Point annotation records
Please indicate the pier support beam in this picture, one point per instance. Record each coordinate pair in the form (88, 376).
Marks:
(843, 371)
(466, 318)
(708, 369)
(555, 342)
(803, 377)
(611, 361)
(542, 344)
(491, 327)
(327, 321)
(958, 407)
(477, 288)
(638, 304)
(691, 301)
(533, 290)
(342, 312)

Exercise instructions :: Rewrite the records with "pier support beam" swapped for "dock piling", and leave every other word and mark as it is.

Full response ::
Please indicate the dock piling in this picture, one point per instance. Record each coordinate pair in the form (88, 376).
Marks:
(843, 371)
(466, 318)
(708, 369)
(555, 342)
(803, 377)
(611, 361)
(542, 344)
(491, 327)
(327, 321)
(958, 407)
(477, 288)
(638, 304)
(691, 301)
(533, 290)
(342, 312)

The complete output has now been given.